--- DATA FOR THIS TASK ---

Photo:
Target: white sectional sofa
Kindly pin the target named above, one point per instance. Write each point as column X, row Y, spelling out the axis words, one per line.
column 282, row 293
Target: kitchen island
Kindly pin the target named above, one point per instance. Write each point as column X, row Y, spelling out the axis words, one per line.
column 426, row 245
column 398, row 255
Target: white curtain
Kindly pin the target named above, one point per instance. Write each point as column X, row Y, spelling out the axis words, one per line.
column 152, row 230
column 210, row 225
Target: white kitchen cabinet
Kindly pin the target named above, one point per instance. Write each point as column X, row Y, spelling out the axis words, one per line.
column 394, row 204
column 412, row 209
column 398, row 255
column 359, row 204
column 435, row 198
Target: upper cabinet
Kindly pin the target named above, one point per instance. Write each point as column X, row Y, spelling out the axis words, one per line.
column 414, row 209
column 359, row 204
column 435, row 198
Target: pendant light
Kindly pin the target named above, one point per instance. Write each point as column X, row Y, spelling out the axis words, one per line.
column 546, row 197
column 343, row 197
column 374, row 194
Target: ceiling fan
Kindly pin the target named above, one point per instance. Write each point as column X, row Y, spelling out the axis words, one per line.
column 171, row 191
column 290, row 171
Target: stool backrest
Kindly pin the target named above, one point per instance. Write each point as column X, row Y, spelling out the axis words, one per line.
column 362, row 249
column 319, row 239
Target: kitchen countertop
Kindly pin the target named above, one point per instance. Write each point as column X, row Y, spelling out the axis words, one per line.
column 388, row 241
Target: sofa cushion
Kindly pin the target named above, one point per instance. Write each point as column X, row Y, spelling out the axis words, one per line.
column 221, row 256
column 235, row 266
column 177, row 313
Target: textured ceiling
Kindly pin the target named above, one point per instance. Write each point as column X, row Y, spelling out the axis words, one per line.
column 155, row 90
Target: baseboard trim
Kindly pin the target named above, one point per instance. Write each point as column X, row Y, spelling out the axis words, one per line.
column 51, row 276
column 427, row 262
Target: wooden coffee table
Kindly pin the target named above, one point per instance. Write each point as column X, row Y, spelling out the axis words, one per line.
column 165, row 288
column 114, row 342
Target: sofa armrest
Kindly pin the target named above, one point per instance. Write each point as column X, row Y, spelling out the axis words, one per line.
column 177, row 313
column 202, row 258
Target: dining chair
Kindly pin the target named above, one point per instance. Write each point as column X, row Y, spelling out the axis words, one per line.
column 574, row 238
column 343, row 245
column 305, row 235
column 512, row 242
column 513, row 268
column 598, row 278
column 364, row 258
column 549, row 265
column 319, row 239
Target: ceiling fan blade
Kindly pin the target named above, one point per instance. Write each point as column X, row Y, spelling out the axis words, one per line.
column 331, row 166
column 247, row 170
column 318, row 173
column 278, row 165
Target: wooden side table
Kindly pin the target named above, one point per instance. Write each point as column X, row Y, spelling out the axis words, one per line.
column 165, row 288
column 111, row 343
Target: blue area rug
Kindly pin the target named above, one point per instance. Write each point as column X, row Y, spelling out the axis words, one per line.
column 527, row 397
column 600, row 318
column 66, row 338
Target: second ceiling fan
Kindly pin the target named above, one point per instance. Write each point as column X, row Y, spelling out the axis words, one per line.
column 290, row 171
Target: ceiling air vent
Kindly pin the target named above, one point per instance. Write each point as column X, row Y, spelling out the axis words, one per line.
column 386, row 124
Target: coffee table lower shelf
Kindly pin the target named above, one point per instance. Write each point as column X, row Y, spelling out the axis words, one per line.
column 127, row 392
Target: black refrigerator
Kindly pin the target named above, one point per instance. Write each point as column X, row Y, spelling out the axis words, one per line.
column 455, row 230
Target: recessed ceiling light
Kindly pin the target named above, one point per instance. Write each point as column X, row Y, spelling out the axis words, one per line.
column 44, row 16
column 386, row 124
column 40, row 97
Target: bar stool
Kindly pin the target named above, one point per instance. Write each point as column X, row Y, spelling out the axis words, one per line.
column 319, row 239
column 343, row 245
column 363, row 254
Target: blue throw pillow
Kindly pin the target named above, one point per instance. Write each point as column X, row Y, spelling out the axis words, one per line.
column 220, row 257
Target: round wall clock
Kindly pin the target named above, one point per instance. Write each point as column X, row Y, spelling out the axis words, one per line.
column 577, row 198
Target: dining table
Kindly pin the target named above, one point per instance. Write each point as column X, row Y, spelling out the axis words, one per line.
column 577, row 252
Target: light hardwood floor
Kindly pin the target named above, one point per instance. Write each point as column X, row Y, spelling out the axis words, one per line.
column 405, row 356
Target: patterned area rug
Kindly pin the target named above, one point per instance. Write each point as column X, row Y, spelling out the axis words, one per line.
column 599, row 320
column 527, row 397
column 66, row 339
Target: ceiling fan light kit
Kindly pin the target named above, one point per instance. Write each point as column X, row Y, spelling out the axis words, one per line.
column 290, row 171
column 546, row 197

---

◆ OBJECTIVE:
Revise the data above so that every occurrence of "Kindly pin" becomes "Please mark", keeping all other text unchanged.

◆ TASK OUTPUT:
Photo:
Target: white sectional sofa
Please mark the target named above, one point per instance. Write each point as column X, row Y, spelling out the axis words, one per line.
column 282, row 293
Target: kitchen island
Please mark the target named above, one point per instance. Write each point as column X, row Y, spelling out the axis words, one per line.
column 426, row 245
column 398, row 255
Target: white curtain
Please mark the target named above, one point per instance. Write each point as column X, row Y, spelling out the axis words, one per line.
column 152, row 230
column 210, row 225
Target: white kitchen cabinet
Please mark the target named above, one point per instance. Write each point as column X, row Y, spelling out the axis words, one per line.
column 394, row 204
column 412, row 209
column 398, row 255
column 359, row 204
column 435, row 198
Target: upper cabinet
Please mark the target named above, one point per instance. Write each point as column X, row Y, spelling out the axis words, one per line.
column 414, row 209
column 359, row 204
column 435, row 198
Target: pendant light
Please mark the target named above, one point per instance. Write each point as column X, row Y, spelling out the axis words, one per line.
column 546, row 197
column 343, row 197
column 374, row 194
Target: ceiling fan
Please mark the target named above, one point per instance. Write each point as column X, row Y, spelling out the axis words, one per line.
column 171, row 191
column 290, row 171
Target: stool backrest
Please mark the target named above, one point per instance. Write each point as column X, row Y, spelling out the axis words, one per line.
column 362, row 249
column 319, row 239
Target: kitchen countertop
Please mark the target named above, one point per instance. Write each point as column X, row Y, spelling out the axis words, one per line.
column 388, row 241
Target: sofa cushion
Please mark the target named above, one point per instance. Write each point as column X, row Y, spelling out the axis words, one per line.
column 221, row 256
column 235, row 266
column 177, row 313
Target: textured ceiling
Please mark the target named above, one point per instance. Write each point as column X, row Y, spelling out the axis words, one per line.
column 155, row 90
Target: baseboard trim
Please mark the target named above, one point per instance. Write each point as column X, row Y, spelling out the axis words, one per line.
column 51, row 276
column 427, row 262
Target: wooden coffee table
Please mark the target named above, one point per instance. Write each point as column X, row Y, spelling out the axis words, one per line.
column 165, row 288
column 114, row 342
Target: sofa armrest
Please mark the target named above, one point per instance. Write each point as column X, row Y, spelling out the axis words, one per line.
column 177, row 313
column 202, row 258
Target: dining chair
Please mark the target named above, one point per instance. Write each point as column X, row Y, spelling out the axis words, one per line.
column 574, row 238
column 343, row 245
column 305, row 235
column 512, row 242
column 513, row 268
column 598, row 278
column 364, row 258
column 549, row 265
column 319, row 239
Target: ceiling fan blade
Please mark the target named above, one point per instance. Write each point as column X, row Y, spelling out the axis words, one per line.
column 331, row 166
column 247, row 170
column 318, row 173
column 278, row 165
Target: wooden side table
Please mark the target named above, one point per instance. Write each point as column X, row Y, spelling out the axis words, one per line.
column 165, row 288
column 111, row 343
Target: blue area rug
Please mark the target named above, one point per instance. Write each point as column X, row Y, spelling out the axis words, one per line.
column 527, row 397
column 600, row 318
column 66, row 338
Target: second ceiling fan
Please mark the target named above, one point per instance. Write each point as column X, row Y, spelling out the axis words, one per line.
column 290, row 171
Target: ceiling air vent
Please mark the target named above, one point per instance. Write each point as column X, row Y, spelling out the axis words, one per line.
column 386, row 124
Target: coffee table lower shelf
Please mark the target named above, one point per instance. Write each point as column X, row Y, spelling out the axis words, one per line.
column 127, row 392
Target: black refrigerator
Please mark the target named above, one point per instance. Write each point as column X, row Y, spelling out the axis words, one per line.
column 455, row 230
Target: recessed ceiling light
Please mark the target named above, one point per instance. Write each point as column X, row Y, spelling out the axis words, one per line.
column 44, row 16
column 386, row 124
column 40, row 97
Target: bar stool
Please mark the target named above, one point per instance. Write each point as column X, row Y, spelling out the axis words, one per line.
column 319, row 239
column 343, row 245
column 363, row 254
Target: blue throw pillow
Please mark the target named above, one point per instance. Write each point as column X, row Y, spelling out the axis words, one per line.
column 220, row 257
Target: round wall clock
Please mark the target named above, one point per instance. Write each point as column X, row Y, spelling out the axis words, one per line.
column 577, row 198
Target: dining table
Please mark the target named above, one point per instance. Write each point as column X, row Y, spelling out the axis words, one per line.
column 577, row 252
Target: light hardwood floor
Please mark the target named above, one point per instance. Write each point as column X, row Y, spelling out the axis words, one per line.
column 405, row 356
Target: patterned area rug
Please mark the target named above, one point per instance. Write each point as column X, row Y, spelling out the axis words, one per line.
column 599, row 320
column 527, row 397
column 66, row 339
Target: ceiling fan light kit
Please mark the target named above, one point per instance. Write each point as column X, row Y, spelling out the axis words, one per line.
column 290, row 171
column 546, row 197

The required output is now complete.